What you are asked to do:
Could you reproduce, word for word, the part of the forum thread about a Walmart fish refund starting at "Well we are" and ending at "your pair fits."?

Selected passage:
[Start of section]
Then if they don't give me my money I may just go back to the fish department, bag me a betta and walk out the door.

*rant over*


----------



## Bub (Jun 14, 2006)

You might as well just cut your losses and forget it. The cost of gas to drive that far will be a lot more than the amount of the refund.


----------



## Guest (Jun 25, 2006)

Well we are going to this town where this walmart is any way so thats why I'm going this far to get my money back. Then once I get my money I'm going to a reliable lfs to get my fish.


----------



## Guest (Jun 25, 2006)

> Then if they don't give me my money I may just go back to the fish department, bag me a betta and walk out the door.


Wal Mart throws in a free pair of silver bracelets with each of these types of transactions. Let us know how your pair fits.

I wouldn't quarantine in the plastic bucket. You really need a separate aquarium for that or there is no point in quarantining at all.


----------



## Guest (Jun 26, 2006)

I wasn't actually going to do that, I was just in that kind of mood at the time.


----------



## Osiris (Jan 18, 2005)

Go to Fishforums auction, have it delivered to the house, no worries


----------



## Guest (Jun 26, 2006)

> I wasn't actually going to do that, I was just in that kind of mood at the time.


Sorry about that. I know exactly the kind of mood you're talking about. I was just makin' a joke. My wife says I need to give people some clue when I'm not being serious. I'll try using these swell smiley guys from now on and see if that helps...at least online.  Have you tried to get your money back yet?


----------



## Guest (Jun 26, 2006)
[End of section]
Entries supplied:
[Start of section]
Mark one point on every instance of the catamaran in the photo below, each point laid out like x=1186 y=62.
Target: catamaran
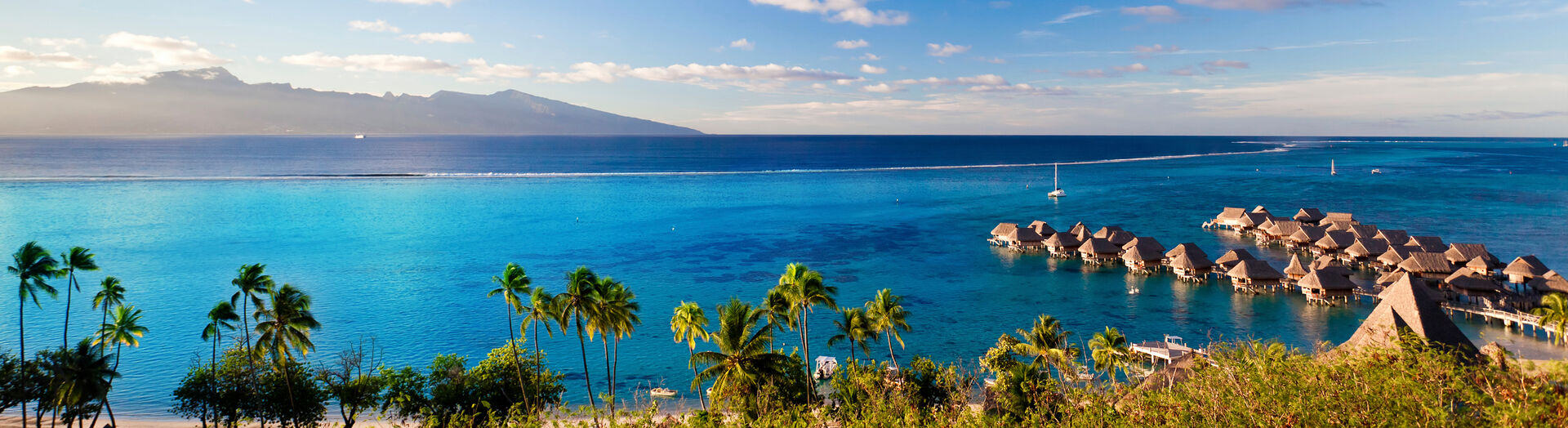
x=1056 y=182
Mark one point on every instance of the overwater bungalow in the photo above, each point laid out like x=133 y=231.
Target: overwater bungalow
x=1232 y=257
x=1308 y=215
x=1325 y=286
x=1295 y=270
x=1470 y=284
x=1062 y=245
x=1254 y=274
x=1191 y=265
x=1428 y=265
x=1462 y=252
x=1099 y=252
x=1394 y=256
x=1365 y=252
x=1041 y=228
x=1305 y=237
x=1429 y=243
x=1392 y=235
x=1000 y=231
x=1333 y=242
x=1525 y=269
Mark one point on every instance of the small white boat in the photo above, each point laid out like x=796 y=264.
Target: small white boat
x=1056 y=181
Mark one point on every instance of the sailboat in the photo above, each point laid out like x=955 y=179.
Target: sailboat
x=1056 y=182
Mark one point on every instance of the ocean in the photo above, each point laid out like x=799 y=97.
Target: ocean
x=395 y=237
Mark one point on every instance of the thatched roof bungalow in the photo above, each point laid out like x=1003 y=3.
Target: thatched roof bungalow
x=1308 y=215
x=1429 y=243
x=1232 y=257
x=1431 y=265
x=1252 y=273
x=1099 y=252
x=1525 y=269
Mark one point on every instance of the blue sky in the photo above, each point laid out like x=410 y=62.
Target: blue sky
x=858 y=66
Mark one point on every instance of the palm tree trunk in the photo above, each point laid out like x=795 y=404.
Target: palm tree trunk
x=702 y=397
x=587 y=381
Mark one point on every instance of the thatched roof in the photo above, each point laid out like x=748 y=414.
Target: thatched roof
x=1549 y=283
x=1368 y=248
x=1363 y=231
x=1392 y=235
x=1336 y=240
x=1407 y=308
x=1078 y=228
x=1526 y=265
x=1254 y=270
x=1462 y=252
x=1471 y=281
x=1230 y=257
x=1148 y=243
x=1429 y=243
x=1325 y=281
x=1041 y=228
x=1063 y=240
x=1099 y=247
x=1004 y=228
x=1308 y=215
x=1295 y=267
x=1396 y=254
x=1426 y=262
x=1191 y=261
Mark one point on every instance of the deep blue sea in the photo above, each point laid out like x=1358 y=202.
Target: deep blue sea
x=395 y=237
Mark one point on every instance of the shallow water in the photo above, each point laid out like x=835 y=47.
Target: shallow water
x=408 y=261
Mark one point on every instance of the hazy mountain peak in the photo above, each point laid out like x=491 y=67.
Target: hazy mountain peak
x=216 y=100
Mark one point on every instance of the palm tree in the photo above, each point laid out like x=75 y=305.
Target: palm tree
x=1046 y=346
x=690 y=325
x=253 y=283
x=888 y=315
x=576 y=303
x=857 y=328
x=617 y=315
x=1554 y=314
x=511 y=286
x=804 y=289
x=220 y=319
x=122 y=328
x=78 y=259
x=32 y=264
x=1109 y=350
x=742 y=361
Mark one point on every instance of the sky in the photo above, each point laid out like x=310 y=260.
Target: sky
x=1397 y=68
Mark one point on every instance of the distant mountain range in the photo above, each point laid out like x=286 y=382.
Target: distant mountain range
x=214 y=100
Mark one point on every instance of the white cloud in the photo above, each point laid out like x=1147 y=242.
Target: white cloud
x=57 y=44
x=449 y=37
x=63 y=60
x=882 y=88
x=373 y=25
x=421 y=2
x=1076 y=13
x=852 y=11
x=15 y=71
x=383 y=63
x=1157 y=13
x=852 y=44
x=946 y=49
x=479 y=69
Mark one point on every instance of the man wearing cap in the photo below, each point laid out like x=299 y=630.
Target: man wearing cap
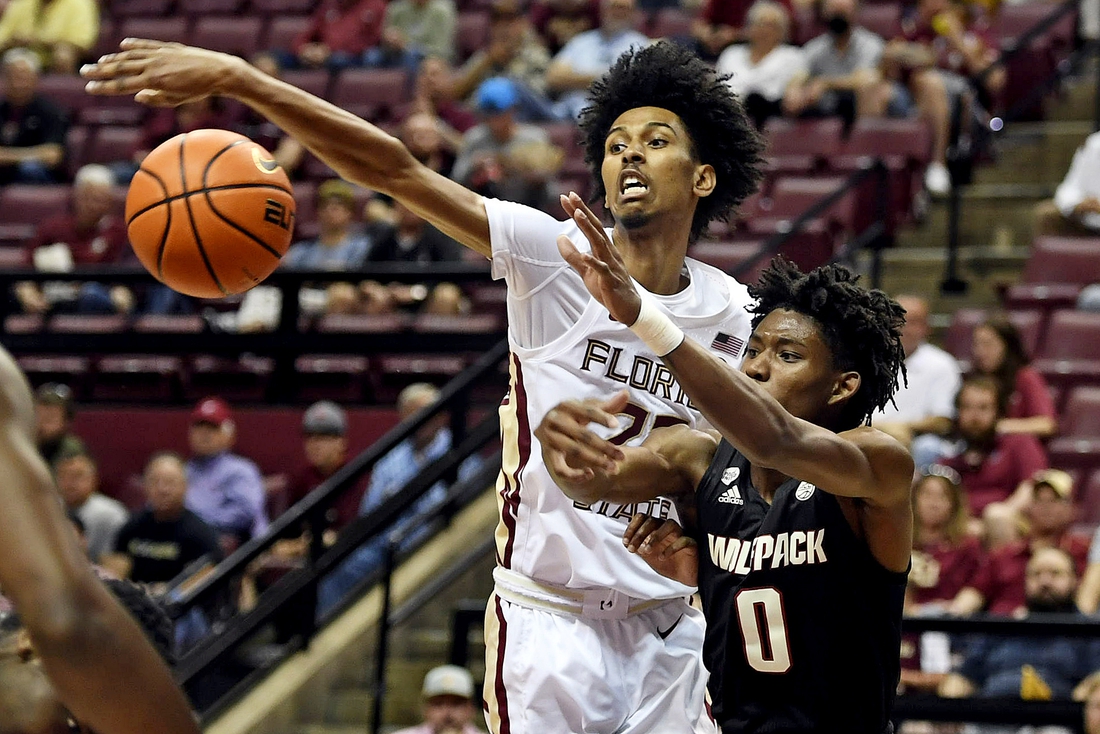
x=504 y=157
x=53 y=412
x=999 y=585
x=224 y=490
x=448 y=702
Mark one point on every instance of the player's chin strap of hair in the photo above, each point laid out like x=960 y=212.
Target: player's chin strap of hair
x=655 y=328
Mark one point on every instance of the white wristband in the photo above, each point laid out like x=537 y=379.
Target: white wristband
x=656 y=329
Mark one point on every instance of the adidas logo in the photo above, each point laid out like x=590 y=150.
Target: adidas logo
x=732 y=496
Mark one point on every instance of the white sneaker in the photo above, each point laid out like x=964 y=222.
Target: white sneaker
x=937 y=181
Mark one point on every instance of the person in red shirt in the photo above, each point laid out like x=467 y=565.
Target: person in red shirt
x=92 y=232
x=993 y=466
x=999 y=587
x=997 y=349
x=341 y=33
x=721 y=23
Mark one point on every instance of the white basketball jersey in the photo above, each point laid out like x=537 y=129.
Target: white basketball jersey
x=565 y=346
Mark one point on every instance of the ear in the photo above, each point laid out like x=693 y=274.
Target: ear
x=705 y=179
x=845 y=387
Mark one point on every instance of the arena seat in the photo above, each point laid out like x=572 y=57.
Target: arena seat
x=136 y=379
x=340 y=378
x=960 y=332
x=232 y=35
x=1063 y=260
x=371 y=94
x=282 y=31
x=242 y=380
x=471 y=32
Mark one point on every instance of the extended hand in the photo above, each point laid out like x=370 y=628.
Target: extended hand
[End of section]
[Start of section]
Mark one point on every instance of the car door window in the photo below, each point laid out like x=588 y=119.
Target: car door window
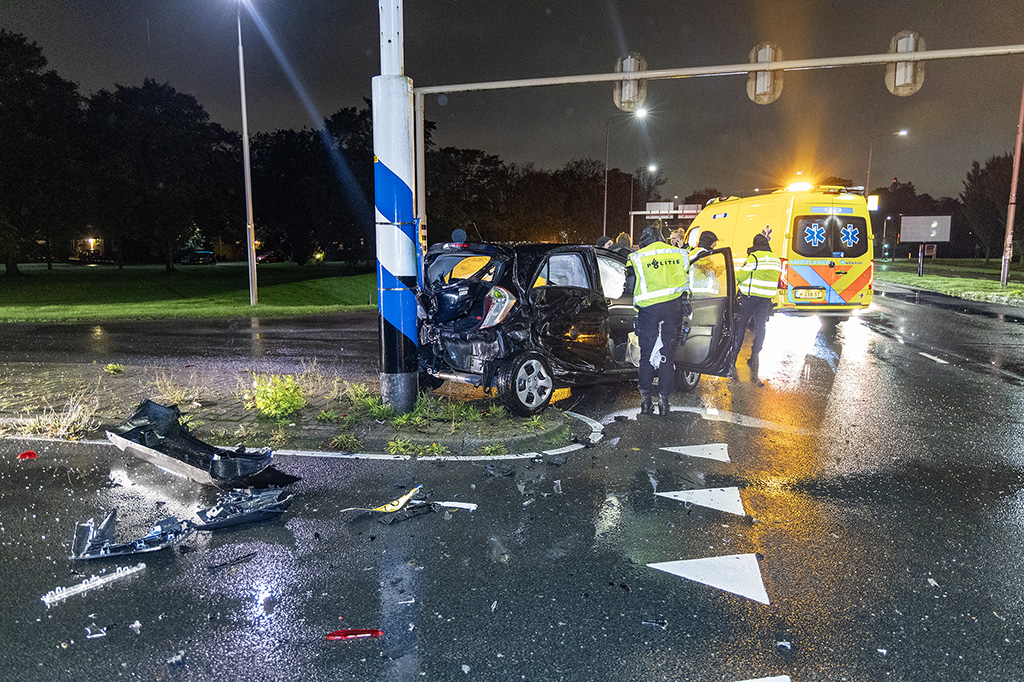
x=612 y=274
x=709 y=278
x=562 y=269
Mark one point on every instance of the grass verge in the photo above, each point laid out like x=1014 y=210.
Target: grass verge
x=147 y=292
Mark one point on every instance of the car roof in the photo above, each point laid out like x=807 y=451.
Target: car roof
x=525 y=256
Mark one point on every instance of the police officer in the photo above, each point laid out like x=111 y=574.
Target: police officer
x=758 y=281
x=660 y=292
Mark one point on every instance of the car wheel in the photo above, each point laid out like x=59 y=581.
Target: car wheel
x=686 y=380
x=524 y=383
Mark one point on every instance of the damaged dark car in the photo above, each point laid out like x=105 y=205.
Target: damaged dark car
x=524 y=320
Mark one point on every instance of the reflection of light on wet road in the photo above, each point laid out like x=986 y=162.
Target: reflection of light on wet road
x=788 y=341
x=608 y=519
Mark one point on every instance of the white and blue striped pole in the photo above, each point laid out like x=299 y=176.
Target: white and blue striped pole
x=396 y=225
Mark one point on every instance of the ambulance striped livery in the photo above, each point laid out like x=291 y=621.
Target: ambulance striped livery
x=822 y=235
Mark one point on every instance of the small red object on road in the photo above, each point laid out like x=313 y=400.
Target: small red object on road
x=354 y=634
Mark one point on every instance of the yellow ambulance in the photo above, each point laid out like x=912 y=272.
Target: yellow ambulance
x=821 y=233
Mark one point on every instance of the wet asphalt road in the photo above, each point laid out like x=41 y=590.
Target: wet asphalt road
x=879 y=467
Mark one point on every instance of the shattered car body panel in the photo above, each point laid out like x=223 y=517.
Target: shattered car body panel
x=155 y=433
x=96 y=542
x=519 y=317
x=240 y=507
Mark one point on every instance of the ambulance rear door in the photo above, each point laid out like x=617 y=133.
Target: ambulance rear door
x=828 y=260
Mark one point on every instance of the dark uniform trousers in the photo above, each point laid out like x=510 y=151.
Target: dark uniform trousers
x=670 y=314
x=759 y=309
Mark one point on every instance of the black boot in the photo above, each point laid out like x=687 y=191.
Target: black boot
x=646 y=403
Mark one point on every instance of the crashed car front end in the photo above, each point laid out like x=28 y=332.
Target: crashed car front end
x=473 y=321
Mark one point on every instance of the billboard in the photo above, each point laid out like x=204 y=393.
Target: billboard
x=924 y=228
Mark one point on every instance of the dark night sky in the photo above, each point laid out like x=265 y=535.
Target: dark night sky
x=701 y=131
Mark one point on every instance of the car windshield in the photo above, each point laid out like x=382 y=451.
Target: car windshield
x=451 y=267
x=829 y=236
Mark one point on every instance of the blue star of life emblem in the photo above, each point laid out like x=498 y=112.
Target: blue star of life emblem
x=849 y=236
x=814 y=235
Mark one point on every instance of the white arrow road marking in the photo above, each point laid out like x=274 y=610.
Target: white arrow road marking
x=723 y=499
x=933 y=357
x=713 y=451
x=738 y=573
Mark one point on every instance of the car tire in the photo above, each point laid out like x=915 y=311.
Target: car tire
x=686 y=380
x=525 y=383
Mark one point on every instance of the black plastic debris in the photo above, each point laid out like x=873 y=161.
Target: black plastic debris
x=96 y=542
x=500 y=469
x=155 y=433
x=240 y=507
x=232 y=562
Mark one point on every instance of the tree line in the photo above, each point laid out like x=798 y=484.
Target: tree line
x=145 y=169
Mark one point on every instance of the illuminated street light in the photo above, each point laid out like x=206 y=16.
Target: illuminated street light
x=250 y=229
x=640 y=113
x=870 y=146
[End of section]
Solution below:
Well we are going to this town where this walmart is any way so thats why I'm going this far to get my money back. Then once I get my money I'm going to a reliable lfs to get my fish.


----------



## Guest (Jun 25, 2006)

> Then if they don't give me my money I may just go back to the fish department, bag me a betta and walk out the door.


Wal Mart throws in a free pair of silver bracelets with each of these types of transactions. Let us know how your pair fits.